Small Change: British Insurers and Mesothelioma
For decades, Britain PLC did everything possible to avoid paying compensation to asbestos victims. They used methods, both legal and extra-legal, to stall judicial proceedings, discredit critics, prevent legislation and develop avoidance strategies. Their efforts succeeded in creating a climate in which asbestos litigation failed to flourish. Even as the number of U.S. cases was increasing, British sufferers of asbestos-related diseases remained reluctant to sue.

### STUDY QUESTIONS
(A) In the passage on British insurers and mesothelioma, what attitude did British sufferers of asbestos-related diseases keep while U.S. cases were increasing?
(B) Continue the passage on British insurers and mesothelioma from its last sentence.
The data has no connection to the passage on British insurers and mesothelioma.

### STUDY MATERIAL
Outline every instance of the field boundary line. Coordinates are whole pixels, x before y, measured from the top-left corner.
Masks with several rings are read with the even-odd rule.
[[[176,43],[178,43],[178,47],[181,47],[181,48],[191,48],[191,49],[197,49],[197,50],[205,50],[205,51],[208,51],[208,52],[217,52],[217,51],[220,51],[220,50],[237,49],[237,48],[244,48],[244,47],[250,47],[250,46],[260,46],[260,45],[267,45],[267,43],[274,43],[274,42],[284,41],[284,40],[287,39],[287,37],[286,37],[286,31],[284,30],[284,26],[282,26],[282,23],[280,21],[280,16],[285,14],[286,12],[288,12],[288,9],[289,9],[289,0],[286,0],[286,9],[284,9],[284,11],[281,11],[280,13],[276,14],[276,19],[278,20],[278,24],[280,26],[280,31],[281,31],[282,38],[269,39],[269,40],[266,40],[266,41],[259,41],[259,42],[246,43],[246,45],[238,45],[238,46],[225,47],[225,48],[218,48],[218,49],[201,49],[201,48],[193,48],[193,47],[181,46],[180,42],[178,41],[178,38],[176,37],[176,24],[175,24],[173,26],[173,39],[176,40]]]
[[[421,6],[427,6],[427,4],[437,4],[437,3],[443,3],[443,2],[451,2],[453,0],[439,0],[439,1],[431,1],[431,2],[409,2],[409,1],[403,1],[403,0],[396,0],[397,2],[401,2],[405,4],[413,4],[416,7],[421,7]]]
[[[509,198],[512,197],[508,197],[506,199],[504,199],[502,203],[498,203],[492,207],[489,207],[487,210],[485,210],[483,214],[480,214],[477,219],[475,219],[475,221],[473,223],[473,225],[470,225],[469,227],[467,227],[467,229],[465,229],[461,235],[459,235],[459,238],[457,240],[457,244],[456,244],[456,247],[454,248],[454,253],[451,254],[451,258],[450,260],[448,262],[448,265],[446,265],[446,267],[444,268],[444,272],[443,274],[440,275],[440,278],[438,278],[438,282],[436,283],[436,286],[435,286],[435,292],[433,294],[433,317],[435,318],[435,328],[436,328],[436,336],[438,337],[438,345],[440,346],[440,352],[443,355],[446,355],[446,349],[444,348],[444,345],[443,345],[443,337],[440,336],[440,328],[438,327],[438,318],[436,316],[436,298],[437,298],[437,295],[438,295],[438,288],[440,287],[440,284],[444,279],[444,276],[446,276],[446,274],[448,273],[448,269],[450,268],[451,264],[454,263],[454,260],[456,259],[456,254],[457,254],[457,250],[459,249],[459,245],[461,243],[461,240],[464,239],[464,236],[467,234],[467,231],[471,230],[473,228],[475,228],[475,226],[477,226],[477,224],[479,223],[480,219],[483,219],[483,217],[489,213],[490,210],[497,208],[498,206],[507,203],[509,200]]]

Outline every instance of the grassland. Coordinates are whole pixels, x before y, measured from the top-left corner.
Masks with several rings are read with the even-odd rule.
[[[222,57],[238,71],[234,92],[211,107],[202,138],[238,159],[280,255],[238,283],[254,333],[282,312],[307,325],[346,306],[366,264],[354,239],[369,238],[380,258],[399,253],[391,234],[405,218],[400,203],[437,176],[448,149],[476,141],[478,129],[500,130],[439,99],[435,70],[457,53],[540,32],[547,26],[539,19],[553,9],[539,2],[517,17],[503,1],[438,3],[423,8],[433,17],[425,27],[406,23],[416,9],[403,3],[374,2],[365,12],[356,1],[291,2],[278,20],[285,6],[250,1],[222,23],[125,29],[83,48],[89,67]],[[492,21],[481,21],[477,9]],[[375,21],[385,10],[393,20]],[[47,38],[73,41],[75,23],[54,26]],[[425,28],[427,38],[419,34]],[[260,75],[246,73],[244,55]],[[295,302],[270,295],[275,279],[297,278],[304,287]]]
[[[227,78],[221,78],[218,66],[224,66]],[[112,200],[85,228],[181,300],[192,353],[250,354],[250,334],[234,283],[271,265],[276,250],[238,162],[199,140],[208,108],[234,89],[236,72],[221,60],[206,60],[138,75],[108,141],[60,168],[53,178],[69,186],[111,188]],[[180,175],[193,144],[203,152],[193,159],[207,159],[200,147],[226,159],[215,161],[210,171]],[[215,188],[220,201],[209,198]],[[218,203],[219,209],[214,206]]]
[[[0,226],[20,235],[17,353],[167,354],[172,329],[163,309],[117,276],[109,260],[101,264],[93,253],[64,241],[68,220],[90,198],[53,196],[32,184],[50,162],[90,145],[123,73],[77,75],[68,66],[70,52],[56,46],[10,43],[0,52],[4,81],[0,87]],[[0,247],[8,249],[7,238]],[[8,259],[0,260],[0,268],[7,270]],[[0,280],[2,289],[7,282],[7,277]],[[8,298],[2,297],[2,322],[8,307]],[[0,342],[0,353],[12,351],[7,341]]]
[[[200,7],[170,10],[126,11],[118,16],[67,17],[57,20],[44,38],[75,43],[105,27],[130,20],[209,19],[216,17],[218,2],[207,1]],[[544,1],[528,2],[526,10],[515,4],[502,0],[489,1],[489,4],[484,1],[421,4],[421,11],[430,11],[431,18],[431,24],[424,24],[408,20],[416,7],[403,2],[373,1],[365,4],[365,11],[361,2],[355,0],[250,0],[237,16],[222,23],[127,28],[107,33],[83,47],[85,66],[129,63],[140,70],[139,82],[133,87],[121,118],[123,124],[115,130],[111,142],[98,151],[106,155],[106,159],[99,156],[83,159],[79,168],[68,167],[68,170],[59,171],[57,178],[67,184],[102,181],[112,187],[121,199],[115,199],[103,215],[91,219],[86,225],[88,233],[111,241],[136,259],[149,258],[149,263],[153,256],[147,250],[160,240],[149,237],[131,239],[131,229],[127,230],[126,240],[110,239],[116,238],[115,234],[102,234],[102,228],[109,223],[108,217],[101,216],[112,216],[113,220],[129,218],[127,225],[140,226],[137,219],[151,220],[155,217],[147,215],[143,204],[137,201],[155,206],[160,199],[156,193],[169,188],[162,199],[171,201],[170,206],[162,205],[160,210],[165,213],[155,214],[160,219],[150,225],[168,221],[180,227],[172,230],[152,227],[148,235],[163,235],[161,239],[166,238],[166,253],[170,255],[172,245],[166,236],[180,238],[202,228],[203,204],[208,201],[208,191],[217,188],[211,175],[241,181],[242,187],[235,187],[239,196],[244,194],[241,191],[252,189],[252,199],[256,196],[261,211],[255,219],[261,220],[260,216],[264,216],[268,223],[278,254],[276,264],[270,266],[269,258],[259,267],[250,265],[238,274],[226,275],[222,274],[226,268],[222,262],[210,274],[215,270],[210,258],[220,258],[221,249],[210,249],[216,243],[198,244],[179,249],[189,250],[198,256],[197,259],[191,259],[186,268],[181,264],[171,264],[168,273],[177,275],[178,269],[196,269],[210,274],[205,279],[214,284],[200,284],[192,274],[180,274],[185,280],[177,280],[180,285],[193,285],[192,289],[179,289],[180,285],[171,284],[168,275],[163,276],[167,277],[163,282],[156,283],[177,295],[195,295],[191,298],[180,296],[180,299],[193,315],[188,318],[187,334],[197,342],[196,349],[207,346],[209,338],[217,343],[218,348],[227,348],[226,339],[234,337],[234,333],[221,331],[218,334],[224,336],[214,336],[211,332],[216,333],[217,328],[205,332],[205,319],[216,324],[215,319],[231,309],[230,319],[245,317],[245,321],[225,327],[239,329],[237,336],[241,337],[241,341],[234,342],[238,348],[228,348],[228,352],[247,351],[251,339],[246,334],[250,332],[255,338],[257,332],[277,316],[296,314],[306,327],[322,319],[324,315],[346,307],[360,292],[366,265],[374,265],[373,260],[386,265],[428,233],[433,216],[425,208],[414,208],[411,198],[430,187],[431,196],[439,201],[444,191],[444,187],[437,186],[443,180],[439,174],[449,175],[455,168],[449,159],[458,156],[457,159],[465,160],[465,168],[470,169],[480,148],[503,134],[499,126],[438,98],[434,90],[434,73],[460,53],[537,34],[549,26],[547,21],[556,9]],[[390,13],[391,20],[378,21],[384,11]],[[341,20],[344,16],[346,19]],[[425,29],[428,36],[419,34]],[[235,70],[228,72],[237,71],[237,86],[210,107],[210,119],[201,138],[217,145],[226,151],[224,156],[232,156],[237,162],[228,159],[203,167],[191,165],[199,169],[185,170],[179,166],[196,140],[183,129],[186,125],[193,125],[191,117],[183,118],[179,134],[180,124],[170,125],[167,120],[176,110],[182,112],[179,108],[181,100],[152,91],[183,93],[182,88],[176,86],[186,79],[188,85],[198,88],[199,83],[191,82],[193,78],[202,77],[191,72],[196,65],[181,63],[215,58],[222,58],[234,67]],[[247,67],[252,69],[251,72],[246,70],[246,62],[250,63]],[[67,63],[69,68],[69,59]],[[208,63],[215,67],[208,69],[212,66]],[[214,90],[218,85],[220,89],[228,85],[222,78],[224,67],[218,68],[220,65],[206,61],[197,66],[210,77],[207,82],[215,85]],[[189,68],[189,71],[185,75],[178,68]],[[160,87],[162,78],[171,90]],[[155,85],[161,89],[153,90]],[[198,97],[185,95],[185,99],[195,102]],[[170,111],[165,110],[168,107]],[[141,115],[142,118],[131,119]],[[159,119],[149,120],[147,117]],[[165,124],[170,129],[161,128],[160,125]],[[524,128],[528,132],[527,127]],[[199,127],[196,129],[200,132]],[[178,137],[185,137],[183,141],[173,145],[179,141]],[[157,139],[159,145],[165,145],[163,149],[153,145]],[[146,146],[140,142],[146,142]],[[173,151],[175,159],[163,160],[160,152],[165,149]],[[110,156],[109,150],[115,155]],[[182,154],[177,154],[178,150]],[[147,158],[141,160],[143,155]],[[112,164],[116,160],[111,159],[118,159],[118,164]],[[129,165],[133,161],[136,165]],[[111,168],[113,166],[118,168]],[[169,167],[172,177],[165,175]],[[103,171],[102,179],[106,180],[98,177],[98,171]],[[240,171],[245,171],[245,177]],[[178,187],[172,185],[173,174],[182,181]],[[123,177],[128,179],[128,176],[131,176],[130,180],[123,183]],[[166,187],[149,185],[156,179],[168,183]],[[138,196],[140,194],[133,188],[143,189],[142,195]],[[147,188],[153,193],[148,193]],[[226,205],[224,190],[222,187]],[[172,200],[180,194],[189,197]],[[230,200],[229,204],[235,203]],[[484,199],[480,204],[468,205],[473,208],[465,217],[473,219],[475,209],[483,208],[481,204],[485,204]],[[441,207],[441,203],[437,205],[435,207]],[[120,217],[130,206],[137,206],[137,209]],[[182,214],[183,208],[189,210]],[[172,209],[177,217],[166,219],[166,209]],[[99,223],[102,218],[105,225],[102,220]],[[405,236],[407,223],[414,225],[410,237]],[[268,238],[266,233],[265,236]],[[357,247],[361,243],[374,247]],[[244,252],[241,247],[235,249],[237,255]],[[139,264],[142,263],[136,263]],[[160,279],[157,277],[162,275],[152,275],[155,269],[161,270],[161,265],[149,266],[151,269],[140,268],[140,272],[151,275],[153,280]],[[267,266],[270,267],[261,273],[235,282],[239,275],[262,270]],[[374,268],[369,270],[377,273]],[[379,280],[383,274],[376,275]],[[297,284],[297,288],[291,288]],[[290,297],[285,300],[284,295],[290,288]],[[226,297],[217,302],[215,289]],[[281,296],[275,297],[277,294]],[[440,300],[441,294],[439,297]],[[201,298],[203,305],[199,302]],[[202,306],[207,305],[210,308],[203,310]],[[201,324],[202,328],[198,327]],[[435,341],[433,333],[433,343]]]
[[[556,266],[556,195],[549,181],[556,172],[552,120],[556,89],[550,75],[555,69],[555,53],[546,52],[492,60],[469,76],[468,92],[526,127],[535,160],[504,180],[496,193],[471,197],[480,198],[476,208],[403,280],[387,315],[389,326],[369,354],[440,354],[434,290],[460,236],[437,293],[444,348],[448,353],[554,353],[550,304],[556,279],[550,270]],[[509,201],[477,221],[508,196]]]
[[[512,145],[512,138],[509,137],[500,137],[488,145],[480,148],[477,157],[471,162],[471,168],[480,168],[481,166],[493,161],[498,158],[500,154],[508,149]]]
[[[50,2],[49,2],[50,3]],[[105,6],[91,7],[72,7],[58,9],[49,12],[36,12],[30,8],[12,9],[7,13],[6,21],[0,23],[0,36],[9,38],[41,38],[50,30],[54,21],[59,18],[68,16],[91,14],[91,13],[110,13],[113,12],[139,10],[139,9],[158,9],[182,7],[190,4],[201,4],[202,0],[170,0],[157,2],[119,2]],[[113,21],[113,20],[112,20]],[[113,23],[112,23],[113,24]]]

### RESULTS FOR THE EXERCISE
(A) They remained reluctant to sue.

(B)
In a 1994 US doctoral dissertation (Constructing law: Comparing legal action in the United States and United Kingdom by T. E. Durkin, 1994), the author found that there was a vast pool of uncompensated asbestos victims in the UK. Up until the end of 1986, the ratio of asbestos-related civil actions in the UK compared to the US was 1:5 even though there were proportionally nearly four times as many cases of mesothelioma in the UK.1
In light of the fact that hundreds of millions of pounds of compensation have been retained by negligent companies and their insurers, it is really hard to view as anything other than window dressing attempts to rehabilitate the insurance industry's reputation by highly publicized initiatives that are, at best, ineffective and, at worst, insulting. In 2010, the Association of British Insurers (ABI) announced that £3 million would be provided by insurers for research into asbestos-related diseases. Although this funding was no doubt welcomed, the sum provided was in no way commensurate with the asbestos savings the insurers have enjoyed through successful manoeuvres such as ending pleural plaques payments in England. Had the donation made been an annual allowance of £5m, British researchers might have led the way in the search for a mesothelioma cure.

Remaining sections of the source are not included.